§ **Provided text**:
A Generative Framework for Bidirectional Image-Report Understanding in Chest Radiography
Nicholas Evans, Stephen Baker, Miles Reed
TL;DR
This work tackles the challenge of bidirectional, multimodal understanding in chest radiography by introducing MAViLT, a framework that unifies vision and language within a single generative model. It combines clinical gradient-weighted VQ-GAN tokenization with a two-stage hierarchical fine-tuning regime to enable CXR-to-report generation, report-to-CXR generation, and vision-based clinical question answering, while preserving the LLM’s language capabilities. Across MIMIC-CXR and Indiana University CXR datasets, MAViLT achieves state-of-the-art performance on automatic metrics and is validated by radiologists for clinical relevance, demonstrating robust generalization and workflow efficiency. The proposed approach offers a practical, scalable path toward integrating advanced multimodal AI into real-world radiology pipelines and motivates future extensions to additional imaging modalities and temporal reasoning.
Abstract
The rapid advancements in large language models (LLMs) have unlocked their potential for multimodal tasks, where text and visual data are processed jointly. However, applying LLMs to medical imaging, particularly for chest X-rays (CXR), poses significant challenges due to the need for precise visual-textual alignment and the preservation of critical diagnostic details. In this paper, we propose Multi-Stage Adaptive Vision-Language Tuning (MAViLT), a novel framework designed to enhance multimodal reasoning and generation for CXR understanding. MAViLT incorporates a clinical gradient-weighted tokenization process and a hierarchical fine-tuning strategy, enabling it to generate accurate radiology reports, synthesize realistic CXRs from text, and answer vision-based clinical questions. We evaluate MAViLT on two benchmark datasets, MIMIC-CXR and Indiana University CXR, achieving state-of-the-art results across all tasks. Human evaluations further validate the clinical relevance and utility of MAViLT, making it a robust tool for real-world medical applications. This work demonstrates the feasibility of leveraging LLMs for multimodal medical imaging while addressing key challenges in vision-language integration.

§ **Records supplied**:
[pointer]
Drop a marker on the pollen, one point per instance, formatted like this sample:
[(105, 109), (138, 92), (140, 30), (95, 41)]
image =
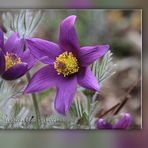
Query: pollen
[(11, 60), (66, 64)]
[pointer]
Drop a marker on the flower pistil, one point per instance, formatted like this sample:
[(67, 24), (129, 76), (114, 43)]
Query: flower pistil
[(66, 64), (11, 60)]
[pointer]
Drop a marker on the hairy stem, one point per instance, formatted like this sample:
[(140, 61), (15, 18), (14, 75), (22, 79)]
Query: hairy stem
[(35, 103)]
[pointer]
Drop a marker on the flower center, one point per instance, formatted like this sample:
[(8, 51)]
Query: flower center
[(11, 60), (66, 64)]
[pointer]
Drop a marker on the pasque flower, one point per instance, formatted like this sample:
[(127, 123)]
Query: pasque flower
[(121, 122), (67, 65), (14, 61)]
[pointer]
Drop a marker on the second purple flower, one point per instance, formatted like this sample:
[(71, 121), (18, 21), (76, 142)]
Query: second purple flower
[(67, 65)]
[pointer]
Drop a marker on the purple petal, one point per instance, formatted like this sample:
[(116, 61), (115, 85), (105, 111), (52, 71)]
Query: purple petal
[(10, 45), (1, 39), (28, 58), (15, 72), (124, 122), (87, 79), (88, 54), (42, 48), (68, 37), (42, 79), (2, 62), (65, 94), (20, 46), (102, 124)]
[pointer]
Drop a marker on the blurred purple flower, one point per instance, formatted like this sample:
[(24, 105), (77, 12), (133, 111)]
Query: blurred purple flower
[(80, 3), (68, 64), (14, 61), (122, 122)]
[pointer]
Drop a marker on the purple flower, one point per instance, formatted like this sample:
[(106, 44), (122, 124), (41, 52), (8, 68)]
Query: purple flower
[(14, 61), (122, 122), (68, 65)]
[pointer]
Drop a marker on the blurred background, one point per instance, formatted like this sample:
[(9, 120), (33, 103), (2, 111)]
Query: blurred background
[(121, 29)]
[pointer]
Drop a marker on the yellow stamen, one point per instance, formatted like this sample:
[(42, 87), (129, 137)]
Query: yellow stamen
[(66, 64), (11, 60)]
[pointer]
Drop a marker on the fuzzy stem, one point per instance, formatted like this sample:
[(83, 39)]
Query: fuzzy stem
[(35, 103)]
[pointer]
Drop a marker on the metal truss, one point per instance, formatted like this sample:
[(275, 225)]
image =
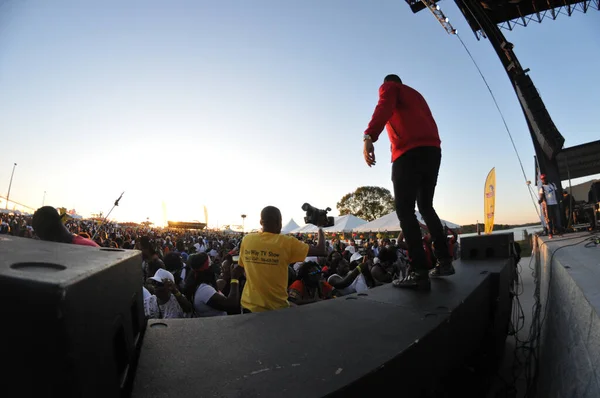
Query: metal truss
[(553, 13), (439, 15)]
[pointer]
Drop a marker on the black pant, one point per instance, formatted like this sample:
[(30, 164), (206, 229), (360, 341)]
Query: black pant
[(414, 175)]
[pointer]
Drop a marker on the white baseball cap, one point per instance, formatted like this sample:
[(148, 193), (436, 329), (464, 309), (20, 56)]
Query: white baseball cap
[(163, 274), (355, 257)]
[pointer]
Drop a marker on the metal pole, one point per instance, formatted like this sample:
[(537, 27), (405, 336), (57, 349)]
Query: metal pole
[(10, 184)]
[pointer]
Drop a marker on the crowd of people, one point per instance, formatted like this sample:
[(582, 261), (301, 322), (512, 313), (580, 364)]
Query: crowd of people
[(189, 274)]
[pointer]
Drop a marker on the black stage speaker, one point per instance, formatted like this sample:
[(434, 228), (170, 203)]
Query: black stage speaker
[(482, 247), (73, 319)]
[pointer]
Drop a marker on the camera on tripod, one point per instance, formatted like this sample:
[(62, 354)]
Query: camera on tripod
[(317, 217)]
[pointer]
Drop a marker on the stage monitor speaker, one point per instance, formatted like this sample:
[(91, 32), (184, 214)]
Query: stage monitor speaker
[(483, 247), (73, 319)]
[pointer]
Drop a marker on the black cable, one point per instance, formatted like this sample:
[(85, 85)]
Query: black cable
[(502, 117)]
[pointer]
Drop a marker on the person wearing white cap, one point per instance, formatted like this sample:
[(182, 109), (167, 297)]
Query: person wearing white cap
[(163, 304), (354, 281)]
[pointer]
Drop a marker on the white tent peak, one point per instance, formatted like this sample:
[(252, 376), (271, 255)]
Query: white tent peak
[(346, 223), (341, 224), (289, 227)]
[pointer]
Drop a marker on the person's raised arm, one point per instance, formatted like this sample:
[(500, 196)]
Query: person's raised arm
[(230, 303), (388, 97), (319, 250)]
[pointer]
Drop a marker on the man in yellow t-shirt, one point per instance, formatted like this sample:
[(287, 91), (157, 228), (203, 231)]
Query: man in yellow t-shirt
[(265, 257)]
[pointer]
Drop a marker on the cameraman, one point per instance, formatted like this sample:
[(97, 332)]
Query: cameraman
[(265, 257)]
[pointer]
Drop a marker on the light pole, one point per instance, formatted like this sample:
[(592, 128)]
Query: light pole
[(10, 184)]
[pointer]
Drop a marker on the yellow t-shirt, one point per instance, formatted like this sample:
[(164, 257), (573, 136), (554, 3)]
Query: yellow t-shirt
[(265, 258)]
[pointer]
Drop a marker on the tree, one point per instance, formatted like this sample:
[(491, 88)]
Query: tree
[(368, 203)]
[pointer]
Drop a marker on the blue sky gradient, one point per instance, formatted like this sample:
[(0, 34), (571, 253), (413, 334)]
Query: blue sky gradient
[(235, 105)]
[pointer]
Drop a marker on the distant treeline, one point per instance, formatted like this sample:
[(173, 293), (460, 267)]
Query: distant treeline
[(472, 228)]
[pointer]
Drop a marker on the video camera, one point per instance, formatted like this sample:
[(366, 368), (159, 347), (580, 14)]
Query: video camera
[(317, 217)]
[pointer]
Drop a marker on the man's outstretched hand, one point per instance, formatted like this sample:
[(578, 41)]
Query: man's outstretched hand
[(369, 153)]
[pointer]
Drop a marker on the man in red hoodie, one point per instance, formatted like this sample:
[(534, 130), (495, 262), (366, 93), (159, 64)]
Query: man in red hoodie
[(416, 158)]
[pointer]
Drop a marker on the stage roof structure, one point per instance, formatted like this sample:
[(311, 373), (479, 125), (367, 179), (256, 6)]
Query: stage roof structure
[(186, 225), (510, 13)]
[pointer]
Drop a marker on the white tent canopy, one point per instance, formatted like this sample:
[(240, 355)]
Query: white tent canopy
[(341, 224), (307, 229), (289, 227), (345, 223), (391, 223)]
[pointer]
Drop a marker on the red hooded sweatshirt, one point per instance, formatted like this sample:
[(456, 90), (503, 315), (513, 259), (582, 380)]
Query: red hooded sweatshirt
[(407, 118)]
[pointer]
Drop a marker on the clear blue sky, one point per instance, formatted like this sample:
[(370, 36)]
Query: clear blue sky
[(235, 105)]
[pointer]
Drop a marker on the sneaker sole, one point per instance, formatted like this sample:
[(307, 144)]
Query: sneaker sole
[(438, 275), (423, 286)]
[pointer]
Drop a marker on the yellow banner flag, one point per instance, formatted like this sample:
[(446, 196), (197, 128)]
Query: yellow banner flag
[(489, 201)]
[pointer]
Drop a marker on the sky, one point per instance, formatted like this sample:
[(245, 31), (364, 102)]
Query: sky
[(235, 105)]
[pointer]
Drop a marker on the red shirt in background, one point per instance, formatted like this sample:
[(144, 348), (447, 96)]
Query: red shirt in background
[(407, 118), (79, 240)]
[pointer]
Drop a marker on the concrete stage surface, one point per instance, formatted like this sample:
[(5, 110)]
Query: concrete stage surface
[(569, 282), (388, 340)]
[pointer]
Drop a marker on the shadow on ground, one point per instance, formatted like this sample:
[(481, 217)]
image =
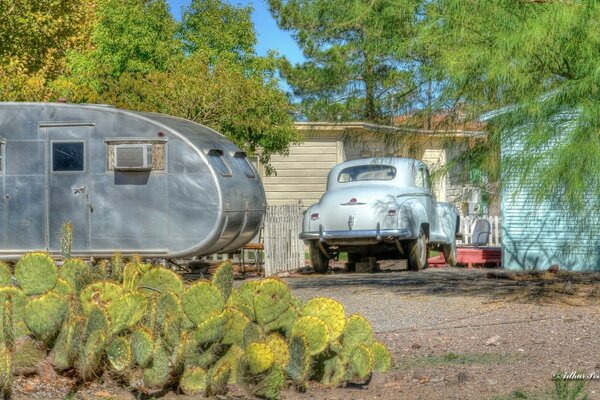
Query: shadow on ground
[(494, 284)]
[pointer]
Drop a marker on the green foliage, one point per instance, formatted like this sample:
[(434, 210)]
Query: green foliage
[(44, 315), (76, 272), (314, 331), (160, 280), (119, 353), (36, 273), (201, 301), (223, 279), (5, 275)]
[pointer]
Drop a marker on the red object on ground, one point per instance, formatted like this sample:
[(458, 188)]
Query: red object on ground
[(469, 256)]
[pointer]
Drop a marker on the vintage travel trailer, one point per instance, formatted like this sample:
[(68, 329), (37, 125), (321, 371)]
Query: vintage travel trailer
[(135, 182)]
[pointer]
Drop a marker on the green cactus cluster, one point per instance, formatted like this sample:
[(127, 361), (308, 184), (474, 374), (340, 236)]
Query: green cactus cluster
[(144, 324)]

§ **Exercise goal**:
Using the text on MAViLT, list every task the framework is said to perform.

§ **Completed exercise**:
- CXR-to-report generation (generating radiology reports from chest X-rays)
- Report-to-CXR generation (synthesizing realistic CXRs from text)
- Vision-based clinical question answering